Work required
Only the lines from the one containing "Where can the striped" through the end of the data belong in the answer; reproduce them exactly.

(Beginning of Data for this task)

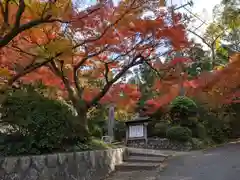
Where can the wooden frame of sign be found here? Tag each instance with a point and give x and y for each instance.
(137, 129)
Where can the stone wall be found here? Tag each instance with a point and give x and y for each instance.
(154, 143)
(89, 165)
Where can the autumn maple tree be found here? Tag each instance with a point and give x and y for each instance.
(84, 53)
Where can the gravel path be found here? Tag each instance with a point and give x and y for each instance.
(221, 163)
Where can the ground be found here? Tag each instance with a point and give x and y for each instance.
(222, 163)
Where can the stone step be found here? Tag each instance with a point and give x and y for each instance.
(147, 152)
(145, 159)
(131, 166)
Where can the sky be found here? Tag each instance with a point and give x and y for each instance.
(203, 9)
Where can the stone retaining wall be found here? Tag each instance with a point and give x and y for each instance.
(160, 144)
(89, 165)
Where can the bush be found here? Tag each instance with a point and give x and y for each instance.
(160, 129)
(39, 125)
(199, 131)
(182, 107)
(197, 143)
(179, 133)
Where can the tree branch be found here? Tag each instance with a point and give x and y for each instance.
(203, 40)
(19, 13)
(16, 30)
(108, 85)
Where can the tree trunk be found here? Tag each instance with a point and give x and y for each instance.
(81, 122)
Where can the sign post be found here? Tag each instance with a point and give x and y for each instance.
(111, 122)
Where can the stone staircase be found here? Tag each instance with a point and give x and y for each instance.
(141, 164)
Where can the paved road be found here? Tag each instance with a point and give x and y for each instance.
(221, 163)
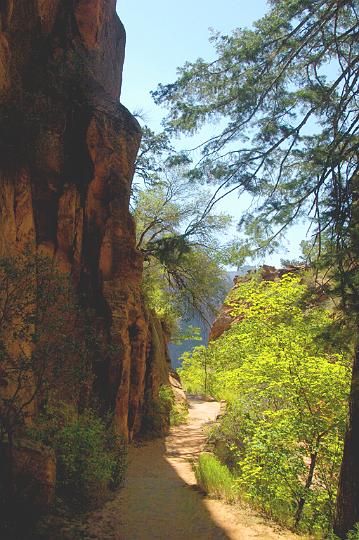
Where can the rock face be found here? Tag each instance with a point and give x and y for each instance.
(67, 153)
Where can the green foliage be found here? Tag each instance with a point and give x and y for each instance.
(176, 231)
(48, 342)
(287, 386)
(90, 457)
(354, 534)
(215, 478)
(282, 96)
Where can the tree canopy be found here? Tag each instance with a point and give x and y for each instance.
(285, 93)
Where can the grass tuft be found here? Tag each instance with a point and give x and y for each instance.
(215, 478)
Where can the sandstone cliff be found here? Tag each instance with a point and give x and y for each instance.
(224, 318)
(67, 153)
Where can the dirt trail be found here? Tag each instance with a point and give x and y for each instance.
(160, 500)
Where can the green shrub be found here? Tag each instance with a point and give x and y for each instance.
(215, 478)
(90, 457)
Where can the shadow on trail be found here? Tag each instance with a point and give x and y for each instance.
(158, 501)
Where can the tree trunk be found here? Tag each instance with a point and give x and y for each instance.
(347, 511)
(301, 503)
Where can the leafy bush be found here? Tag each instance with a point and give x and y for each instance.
(178, 411)
(215, 478)
(354, 534)
(287, 387)
(90, 457)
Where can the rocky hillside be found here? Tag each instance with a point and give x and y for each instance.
(67, 153)
(267, 273)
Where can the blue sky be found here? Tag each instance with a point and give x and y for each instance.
(162, 35)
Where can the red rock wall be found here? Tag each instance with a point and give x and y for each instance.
(67, 153)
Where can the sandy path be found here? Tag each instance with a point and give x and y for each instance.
(160, 500)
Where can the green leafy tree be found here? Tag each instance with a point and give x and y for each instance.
(183, 256)
(285, 93)
(287, 386)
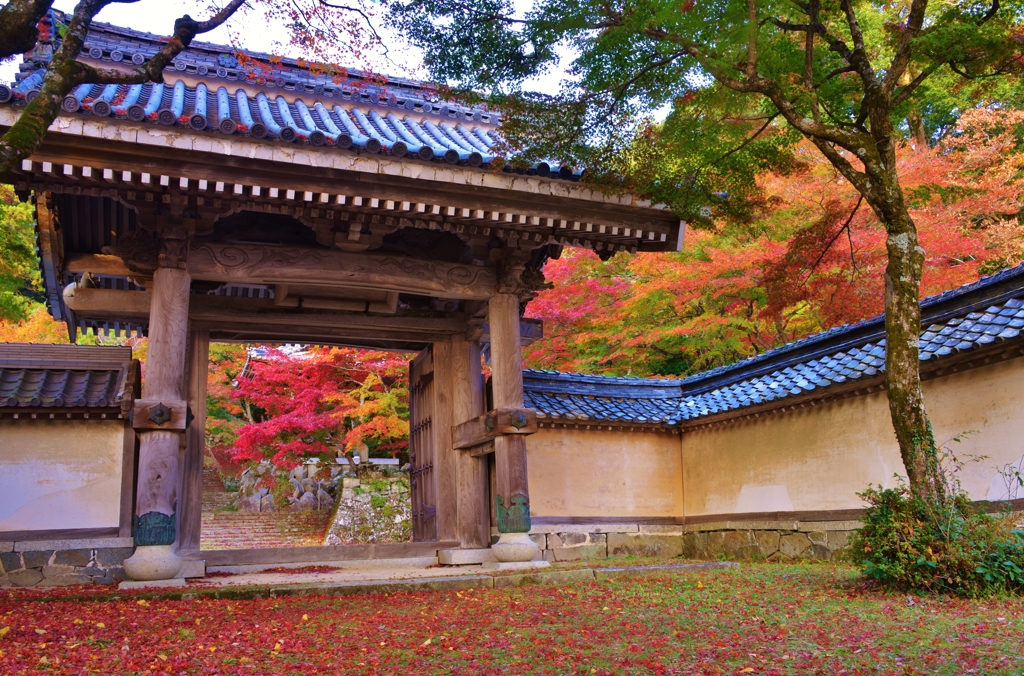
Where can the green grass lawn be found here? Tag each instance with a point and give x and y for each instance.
(761, 619)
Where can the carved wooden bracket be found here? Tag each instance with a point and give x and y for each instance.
(484, 428)
(143, 252)
(167, 414)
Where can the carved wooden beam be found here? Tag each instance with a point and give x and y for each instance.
(485, 428)
(251, 263)
(228, 310)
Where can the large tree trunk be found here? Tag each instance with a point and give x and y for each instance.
(906, 400)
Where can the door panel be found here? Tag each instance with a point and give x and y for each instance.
(421, 442)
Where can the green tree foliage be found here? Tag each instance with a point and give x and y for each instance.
(19, 280)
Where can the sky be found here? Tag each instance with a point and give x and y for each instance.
(158, 16)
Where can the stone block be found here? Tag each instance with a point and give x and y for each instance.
(748, 552)
(819, 552)
(114, 556)
(807, 526)
(10, 561)
(57, 571)
(561, 540)
(581, 552)
(465, 556)
(836, 540)
(695, 545)
(645, 571)
(26, 577)
(706, 527)
(767, 542)
(644, 545)
(716, 544)
(81, 543)
(36, 559)
(552, 578)
(662, 530)
(516, 565)
(65, 580)
(586, 527)
(132, 584)
(764, 525)
(734, 540)
(192, 568)
(73, 557)
(794, 544)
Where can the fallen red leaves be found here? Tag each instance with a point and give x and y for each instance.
(762, 619)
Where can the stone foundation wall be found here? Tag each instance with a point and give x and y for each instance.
(54, 562)
(776, 541)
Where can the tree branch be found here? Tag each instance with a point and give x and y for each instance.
(901, 58)
(17, 25)
(185, 30)
(904, 92)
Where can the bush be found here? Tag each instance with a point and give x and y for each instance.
(961, 549)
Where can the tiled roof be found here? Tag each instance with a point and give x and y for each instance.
(62, 376)
(985, 312)
(208, 90)
(572, 396)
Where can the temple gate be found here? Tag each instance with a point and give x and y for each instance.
(226, 206)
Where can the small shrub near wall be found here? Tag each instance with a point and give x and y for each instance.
(373, 509)
(963, 550)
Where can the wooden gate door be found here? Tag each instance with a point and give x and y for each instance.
(421, 441)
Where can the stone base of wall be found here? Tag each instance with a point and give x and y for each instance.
(776, 541)
(56, 562)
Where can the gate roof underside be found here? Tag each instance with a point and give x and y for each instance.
(318, 209)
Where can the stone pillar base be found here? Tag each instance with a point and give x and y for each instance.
(514, 547)
(153, 562)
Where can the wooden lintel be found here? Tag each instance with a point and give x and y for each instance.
(154, 414)
(484, 428)
(229, 312)
(96, 263)
(482, 450)
(251, 263)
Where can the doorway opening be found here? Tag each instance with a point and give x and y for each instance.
(306, 446)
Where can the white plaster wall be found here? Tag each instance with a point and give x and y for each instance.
(59, 474)
(604, 473)
(819, 458)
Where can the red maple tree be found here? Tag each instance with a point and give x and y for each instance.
(323, 403)
(811, 259)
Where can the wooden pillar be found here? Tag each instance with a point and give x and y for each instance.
(445, 459)
(158, 461)
(512, 499)
(190, 505)
(472, 480)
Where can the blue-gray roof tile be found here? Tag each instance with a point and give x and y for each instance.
(977, 314)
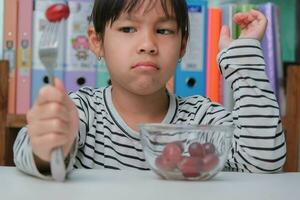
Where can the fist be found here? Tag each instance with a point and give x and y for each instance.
(52, 122)
(253, 25)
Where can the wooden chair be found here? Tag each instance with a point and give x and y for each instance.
(291, 121)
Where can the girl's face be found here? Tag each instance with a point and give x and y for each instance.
(142, 48)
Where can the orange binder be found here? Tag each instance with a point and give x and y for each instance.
(10, 47)
(213, 76)
(170, 85)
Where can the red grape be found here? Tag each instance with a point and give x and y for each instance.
(190, 166)
(172, 152)
(164, 164)
(209, 162)
(170, 156)
(209, 148)
(196, 149)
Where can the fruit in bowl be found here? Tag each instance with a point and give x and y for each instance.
(186, 152)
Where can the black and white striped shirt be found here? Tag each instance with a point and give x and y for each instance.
(106, 141)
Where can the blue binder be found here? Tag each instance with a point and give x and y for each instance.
(190, 72)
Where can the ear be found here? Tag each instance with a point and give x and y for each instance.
(95, 43)
(183, 47)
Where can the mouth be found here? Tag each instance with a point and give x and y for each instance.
(145, 65)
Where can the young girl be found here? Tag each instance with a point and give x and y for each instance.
(141, 42)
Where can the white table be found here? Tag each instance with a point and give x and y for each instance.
(109, 184)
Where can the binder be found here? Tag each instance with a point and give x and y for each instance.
(269, 46)
(280, 75)
(39, 73)
(24, 56)
(170, 85)
(1, 27)
(80, 61)
(190, 72)
(102, 77)
(228, 11)
(213, 76)
(10, 47)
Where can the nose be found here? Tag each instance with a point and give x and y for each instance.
(148, 44)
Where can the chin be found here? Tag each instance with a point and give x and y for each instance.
(144, 90)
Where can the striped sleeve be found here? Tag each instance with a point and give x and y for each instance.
(259, 142)
(24, 159)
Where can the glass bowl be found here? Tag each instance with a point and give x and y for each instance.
(186, 152)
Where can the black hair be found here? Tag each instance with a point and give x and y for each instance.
(107, 11)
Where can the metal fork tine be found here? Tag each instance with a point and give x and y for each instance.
(48, 52)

(End of Data for this task)

Task solution
Where can the striped sleeve be found here? Tag each instance with a point and give x and y for each instance.
(259, 142)
(24, 159)
Where can the glass bowl be found here? Tag each instance with a point and give x and y for each instance.
(186, 152)
Where can the black hair be found here? Tag each instance with a point and give x and y for each instance.
(107, 11)
Where can the metal fork tine be found here? Tag each instance with a point and give x and y for each instance.
(48, 52)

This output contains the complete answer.